Stored items »
<<<<

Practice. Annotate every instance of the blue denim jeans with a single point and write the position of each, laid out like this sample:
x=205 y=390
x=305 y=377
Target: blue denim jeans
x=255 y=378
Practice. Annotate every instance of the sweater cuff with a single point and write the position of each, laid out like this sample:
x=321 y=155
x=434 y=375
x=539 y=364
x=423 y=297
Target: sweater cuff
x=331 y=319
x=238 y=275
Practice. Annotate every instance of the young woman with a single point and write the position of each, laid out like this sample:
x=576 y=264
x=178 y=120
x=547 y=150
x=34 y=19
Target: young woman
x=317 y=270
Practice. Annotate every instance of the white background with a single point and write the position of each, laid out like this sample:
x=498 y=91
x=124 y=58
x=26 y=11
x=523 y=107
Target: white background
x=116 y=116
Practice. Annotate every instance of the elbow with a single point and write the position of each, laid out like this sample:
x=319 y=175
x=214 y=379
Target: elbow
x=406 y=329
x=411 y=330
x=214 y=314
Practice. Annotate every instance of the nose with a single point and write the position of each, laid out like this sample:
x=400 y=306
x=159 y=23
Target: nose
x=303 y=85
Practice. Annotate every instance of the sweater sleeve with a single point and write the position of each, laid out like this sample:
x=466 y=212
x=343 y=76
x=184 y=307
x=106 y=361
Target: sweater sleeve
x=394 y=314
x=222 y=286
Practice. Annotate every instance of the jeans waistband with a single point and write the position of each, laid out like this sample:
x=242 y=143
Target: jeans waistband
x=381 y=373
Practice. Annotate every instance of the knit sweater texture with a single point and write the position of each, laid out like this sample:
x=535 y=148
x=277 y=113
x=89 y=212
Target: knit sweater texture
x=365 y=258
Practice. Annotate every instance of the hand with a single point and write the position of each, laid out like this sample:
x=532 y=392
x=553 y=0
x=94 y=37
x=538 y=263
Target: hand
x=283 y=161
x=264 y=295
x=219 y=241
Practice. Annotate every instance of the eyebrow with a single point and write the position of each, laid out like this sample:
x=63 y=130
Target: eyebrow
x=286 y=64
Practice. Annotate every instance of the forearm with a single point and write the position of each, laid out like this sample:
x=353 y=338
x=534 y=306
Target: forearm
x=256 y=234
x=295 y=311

>>>>

TASK REQUIREMENTS »
Restate every record exactly, leaving nothing out.

TASK OUTPUT »
Practice. Annotate every instance of the blue denim jeans with a single point and write the position of each, laid out like this sample:
x=205 y=390
x=305 y=377
Target: blue denim jeans
x=255 y=378
Practice. Annotate every instance of the sweater cuff with a single point and write the position of each, laid out like this sample:
x=321 y=155
x=434 y=375
x=539 y=364
x=423 y=297
Target: sweater cuff
x=331 y=319
x=238 y=275
Practice. Annotate every instance of the young woman with a single point and write the position of each, laid out like this sample:
x=576 y=264
x=178 y=120
x=547 y=150
x=34 y=19
Target: young woman
x=317 y=270
Practice. Annotate every instance of the white background with a single point and write the position of each, laid out like this sample:
x=498 y=91
x=124 y=58
x=26 y=11
x=523 y=107
Target: white background
x=116 y=116
Practice. Annotate every instance of the elbow with a single point and write the position of each, laid out like this sample:
x=319 y=175
x=214 y=379
Target: elbow
x=406 y=329
x=411 y=330
x=214 y=314
Practice. Annotate every instance of the nose with a single point and write the position of each, laid out like this sample:
x=400 y=306
x=159 y=23
Target: nose
x=303 y=85
Practice. Annotate every instance of the sweater sleeve with a single point and write the position of each, laid out like this sample:
x=466 y=212
x=343 y=76
x=184 y=307
x=106 y=361
Target: sweater sleeve
x=394 y=314
x=222 y=286
Practice. Annotate every instance of the jeans waistband with a single point and write the position of each, laid out like this sample:
x=242 y=143
Target: jeans waistband
x=381 y=373
Practice. Annotate every instance of the knit sweater texture with a single point and write the position of each, laid out like this sample:
x=535 y=148
x=277 y=113
x=89 y=212
Target: knit sweater texture
x=365 y=258
Practice. Annotate every instance of the hand with a single point and write the position of each, laid out like this sample:
x=532 y=392
x=553 y=0
x=94 y=37
x=538 y=263
Target: hand
x=283 y=161
x=264 y=295
x=219 y=241
Practice. Annotate every instance of the eyebrow with a single point and write the position of each, laid out like this sample:
x=63 y=130
Target: eyebrow
x=286 y=64
Practice. Annotate every instance of the forearm with a single point and write the position of each, laid out like this sample:
x=353 y=338
x=534 y=306
Target: forearm
x=256 y=234
x=295 y=311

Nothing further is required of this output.